- [DIRECTIONS]: Please lay out all of the rows below as a JSON list of strings, one string for each line, with blank lines left out.
#### EXERCISE MATERIAL ####
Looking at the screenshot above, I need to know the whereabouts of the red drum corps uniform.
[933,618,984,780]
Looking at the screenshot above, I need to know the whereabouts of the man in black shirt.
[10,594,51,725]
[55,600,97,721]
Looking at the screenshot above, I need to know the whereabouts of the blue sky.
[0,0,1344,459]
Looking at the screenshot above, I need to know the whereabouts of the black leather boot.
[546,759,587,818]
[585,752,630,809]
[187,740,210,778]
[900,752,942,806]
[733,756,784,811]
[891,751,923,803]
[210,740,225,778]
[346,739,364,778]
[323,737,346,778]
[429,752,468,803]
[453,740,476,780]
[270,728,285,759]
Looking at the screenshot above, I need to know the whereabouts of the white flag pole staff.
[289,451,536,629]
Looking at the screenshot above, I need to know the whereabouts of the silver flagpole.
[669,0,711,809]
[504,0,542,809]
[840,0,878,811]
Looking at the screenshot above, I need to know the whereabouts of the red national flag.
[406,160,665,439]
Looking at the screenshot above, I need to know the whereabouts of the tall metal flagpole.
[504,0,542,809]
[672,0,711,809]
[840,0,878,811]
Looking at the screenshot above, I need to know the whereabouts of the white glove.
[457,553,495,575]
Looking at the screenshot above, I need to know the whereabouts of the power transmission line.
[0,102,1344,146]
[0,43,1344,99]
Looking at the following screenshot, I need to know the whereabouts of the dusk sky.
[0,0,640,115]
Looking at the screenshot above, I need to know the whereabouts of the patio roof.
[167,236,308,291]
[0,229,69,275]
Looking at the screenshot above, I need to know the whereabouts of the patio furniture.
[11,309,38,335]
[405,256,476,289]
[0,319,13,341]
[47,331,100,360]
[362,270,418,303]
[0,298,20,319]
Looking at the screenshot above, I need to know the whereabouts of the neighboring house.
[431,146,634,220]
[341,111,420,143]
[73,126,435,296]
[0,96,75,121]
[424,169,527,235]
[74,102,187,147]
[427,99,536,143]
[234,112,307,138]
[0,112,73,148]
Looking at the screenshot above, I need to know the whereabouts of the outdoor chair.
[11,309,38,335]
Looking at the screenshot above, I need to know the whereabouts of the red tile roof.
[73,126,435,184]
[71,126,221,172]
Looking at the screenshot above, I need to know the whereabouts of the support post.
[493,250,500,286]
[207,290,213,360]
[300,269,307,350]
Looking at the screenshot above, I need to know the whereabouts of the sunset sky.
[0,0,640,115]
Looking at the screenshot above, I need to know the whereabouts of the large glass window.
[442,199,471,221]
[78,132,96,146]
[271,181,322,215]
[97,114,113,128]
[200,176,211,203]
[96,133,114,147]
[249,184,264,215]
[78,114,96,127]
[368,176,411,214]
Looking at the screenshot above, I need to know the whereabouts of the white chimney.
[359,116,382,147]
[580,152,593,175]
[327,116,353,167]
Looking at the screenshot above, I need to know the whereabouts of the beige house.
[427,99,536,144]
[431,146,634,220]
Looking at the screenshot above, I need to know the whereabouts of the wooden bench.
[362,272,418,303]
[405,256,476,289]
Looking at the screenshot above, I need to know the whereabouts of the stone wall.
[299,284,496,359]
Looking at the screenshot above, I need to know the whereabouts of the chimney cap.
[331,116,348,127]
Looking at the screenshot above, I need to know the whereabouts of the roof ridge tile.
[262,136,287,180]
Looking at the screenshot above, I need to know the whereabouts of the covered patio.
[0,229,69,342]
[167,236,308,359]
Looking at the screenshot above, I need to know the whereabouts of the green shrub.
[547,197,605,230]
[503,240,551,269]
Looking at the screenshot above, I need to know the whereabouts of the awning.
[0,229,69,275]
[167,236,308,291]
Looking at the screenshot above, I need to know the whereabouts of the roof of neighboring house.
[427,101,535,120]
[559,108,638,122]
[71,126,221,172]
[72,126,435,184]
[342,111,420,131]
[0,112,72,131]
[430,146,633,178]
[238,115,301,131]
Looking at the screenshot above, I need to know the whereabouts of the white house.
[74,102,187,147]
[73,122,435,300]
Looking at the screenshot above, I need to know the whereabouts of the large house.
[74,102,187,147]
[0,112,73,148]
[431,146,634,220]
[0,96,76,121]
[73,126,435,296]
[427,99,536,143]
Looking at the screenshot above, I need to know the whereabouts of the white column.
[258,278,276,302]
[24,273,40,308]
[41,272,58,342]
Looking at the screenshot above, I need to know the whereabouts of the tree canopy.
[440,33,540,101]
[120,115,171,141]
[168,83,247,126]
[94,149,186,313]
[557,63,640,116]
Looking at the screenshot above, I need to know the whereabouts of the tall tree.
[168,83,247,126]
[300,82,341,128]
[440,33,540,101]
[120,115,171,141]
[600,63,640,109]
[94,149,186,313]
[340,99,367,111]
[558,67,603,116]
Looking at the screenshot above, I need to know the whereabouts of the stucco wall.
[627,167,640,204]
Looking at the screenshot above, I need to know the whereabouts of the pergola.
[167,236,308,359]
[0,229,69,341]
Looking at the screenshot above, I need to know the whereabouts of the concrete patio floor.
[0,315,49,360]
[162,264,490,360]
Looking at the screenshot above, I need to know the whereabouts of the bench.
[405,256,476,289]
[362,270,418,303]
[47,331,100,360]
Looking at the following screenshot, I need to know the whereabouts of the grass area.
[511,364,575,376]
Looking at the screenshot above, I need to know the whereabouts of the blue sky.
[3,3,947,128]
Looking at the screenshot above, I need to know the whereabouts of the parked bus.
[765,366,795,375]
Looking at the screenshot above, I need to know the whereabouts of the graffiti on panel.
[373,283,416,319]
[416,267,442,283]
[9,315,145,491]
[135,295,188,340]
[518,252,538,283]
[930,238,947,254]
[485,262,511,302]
####
- [RESULT BELOW]:
[
  "Looking at the screenshot above, I need to know the whereabouts of the red drum corps uniform.",
  "[933,618,984,780]",
  "Looking at the screenshot above, I need to know the whereabouts of the man in black shirt.",
  "[10,594,51,725]",
  "[55,600,97,721]",
  "Looking at the screenshot above, I need to know the whereabouts of the blue sky.",
  "[0,0,1344,459]",
  "Looking at the screenshot above, I need to know the whereabouts of the black leather boot.",
  "[546,759,587,818]",
  "[585,752,630,809]",
  "[187,740,210,778]",
  "[900,752,942,806]",
  "[733,756,784,811]",
  "[891,751,923,803]",
  "[210,740,225,778]",
  "[346,739,364,778]",
  "[323,737,346,778]",
  "[429,752,468,803]",
  "[453,740,476,780]",
  "[270,728,285,759]",
  "Looking at the screenshot above, I need to know the whereabouts of the white flag pole staff.",
  "[289,451,536,629]",
  "Looking at the screenshot above, I need to know the whereabouts of the silver flagpole.",
  "[669,0,711,809]",
  "[504,0,542,809]",
  "[840,0,878,811]",
  "Looking at the screenshot above, I need to know the whereabouts of the red national flag.",
  "[406,160,665,439]",
  "Looking at the screenshot above, I need to know the whereabouts of the tall metal flagpole.",
  "[504,0,542,809]",
  "[672,0,711,809]",
  "[840,0,878,811]",
  "Looking at the screenshot above, I need to know the whereabouts of the white glove.",
  "[457,553,495,575]",
  "Looking at the screenshot above, I need to know the whereabouts of the power transmission line.",
  "[0,102,1344,146]",
  "[0,43,1344,99]",
  "Looking at the following screenshot, I need to know the whereabouts of the dusk sky.",
  "[0,0,640,115]",
  "Looking at the screenshot above, I need to know the whereabouts of the patio roof.",
  "[167,236,308,291]",
  "[0,229,69,275]",
  "Looking at the screenshot above, I need to know the whereabouts of the patio furniture.",
  "[11,309,38,335]",
  "[405,256,476,289]",
  "[0,319,13,341]",
  "[47,331,100,360]",
  "[362,270,418,303]",
  "[0,298,20,319]",
  "Looking at the screenshot above, I need to know the whereabouts of the neighboring house.",
  "[431,146,634,220]",
  "[341,111,420,143]",
  "[73,126,435,296]",
  "[0,96,75,121]",
  "[424,169,527,235]",
  "[74,102,187,147]",
  "[427,99,536,143]",
  "[234,112,307,138]",
  "[0,112,73,148]",
  "Looking at the screenshot above, I need to know the whereabouts of the outdoor chair.",
  "[11,309,38,335]",
  "Looking at the screenshot above, I need to know the whereabouts of the red tile roof.",
  "[73,126,435,184]",
  "[71,126,221,172]",
  "Looking at the screenshot above, I need to know the whereabouts of the support post.",
  "[493,250,500,286]",
  "[207,290,213,360]",
  "[300,269,307,350]",
  "Looking at the screenshot above, I need to know the whereabouts of the sunset sky.",
  "[0,0,640,115]",
  "Looking at the screenshot above, I need to know the whereabouts of the large glass window.",
  "[442,199,471,221]",
  "[78,132,96,146]",
  "[271,181,322,215]",
  "[97,114,113,128]",
  "[200,176,211,203]",
  "[96,133,114,147]",
  "[249,184,264,215]",
  "[78,114,96,127]",
  "[368,176,411,214]",
  "Looking at the screenshot above, I need to know the whereabouts of the white chimney.",
  "[359,116,382,147]",
  "[580,152,593,175]",
  "[327,116,353,167]",
  "Looking at the screenshot above, I need to know the whereabouts of the beige house.",
  "[427,99,536,144]",
  "[431,146,634,220]",
  "Looking at the screenshot above, I need to know the whereabouts of the wooden bench.",
  "[362,272,418,303]",
  "[405,256,476,289]",
  "Looking at the screenshot above, I need to know the whereabouts of the stone wall.",
  "[299,284,496,359]",
  "Looking at the screenshot above, I need to know the whereabouts of the chimney cap.",
  "[331,116,348,127]",
  "Looking at the screenshot above, I need to know the whereabouts of the roof ridge tile.",
  "[262,136,287,180]",
  "Looking at the screenshot above, I need to know the whereabouts of the covered patio.",
  "[0,229,69,342]",
  "[167,236,308,359]",
  "Looking at the screenshot above, I need to know the whereabouts of the green shrub.",
  "[547,197,605,230]",
  "[503,240,551,269]",
  "Looking at the screenshot above, I need to know the whereabouts of the awning.",
  "[0,229,69,275]",
  "[167,236,308,291]",
  "Looking at the screenshot above, I need to know the whereabouts of the roof of neighboring house.",
  "[427,101,535,120]",
  "[559,108,638,122]",
  "[71,126,221,172]",
  "[72,126,435,184]",
  "[342,111,420,131]",
  "[0,112,72,131]",
  "[430,146,633,178]",
  "[238,115,301,131]",
  "Looking at the screenshot above, I need to know the whereabouts of the white house.",
  "[74,102,187,147]",
  "[73,122,435,300]",
  "Looking at the screenshot above, I need to know the whereabouts of the large house.",
  "[74,102,187,147]",
  "[0,112,73,148]",
  "[431,146,634,220]",
  "[0,96,76,121]",
  "[73,126,435,296]",
  "[427,99,536,143]",
  "Looking at the screenshot above, I need to know the whereabouts of the white column.",
  "[258,278,276,302]",
  "[24,273,40,308]",
  "[41,272,58,342]",
  "Looking at the screenshot above, I need to know the whereabouts of the tree canopy.",
  "[440,33,540,101]",
  "[120,115,171,141]",
  "[168,83,247,126]",
  "[94,149,186,313]",
  "[557,63,640,116]",
  "Looking at the screenshot above, I need to know the whereabouts of the tall tree.",
  "[168,83,247,126]",
  "[300,82,341,128]",
  "[440,33,540,101]",
  "[120,115,171,141]",
  "[600,63,640,109]",
  "[94,149,186,313]",
  "[340,99,367,111]",
  "[558,67,603,116]",
  "Looking at the screenshot above, I need to know the whereabouts of the stucco wall.",
  "[627,167,640,204]",
  "Looking at the screenshot above, I need to know the whereabouts of the pergola.",
  "[167,236,308,359]",
  "[0,229,69,341]",
  "Looking at the screenshot above, I need to know the whereabouts of the concrete patio floor.",
  "[0,315,49,360]",
  "[162,264,490,360]",
  "Looking at the screenshot above, I need to know the whereabouts of the bench.",
  "[405,256,476,289]",
  "[362,270,418,303]",
  "[47,331,100,360]",
  "Looking at the following screenshot, I need to know the whereabouts of the grass area.",
  "[511,364,575,376]",
  "Looking at the screenshot above, I need to know the whereabouts of the blue sky.",
  "[3,3,947,128]",
  "Looking at the screenshot above, I need to know the whereabouts of the parked bus.",
  "[765,366,795,375]",
  "Looking at the screenshot above, I need to know the whereabouts of the graffiti on panel.",
  "[373,283,416,319]",
  "[416,267,442,283]",
  "[9,315,145,491]",
  "[135,295,188,340]",
  "[518,252,538,283]",
  "[930,238,947,254]",
  "[485,262,511,302]"
]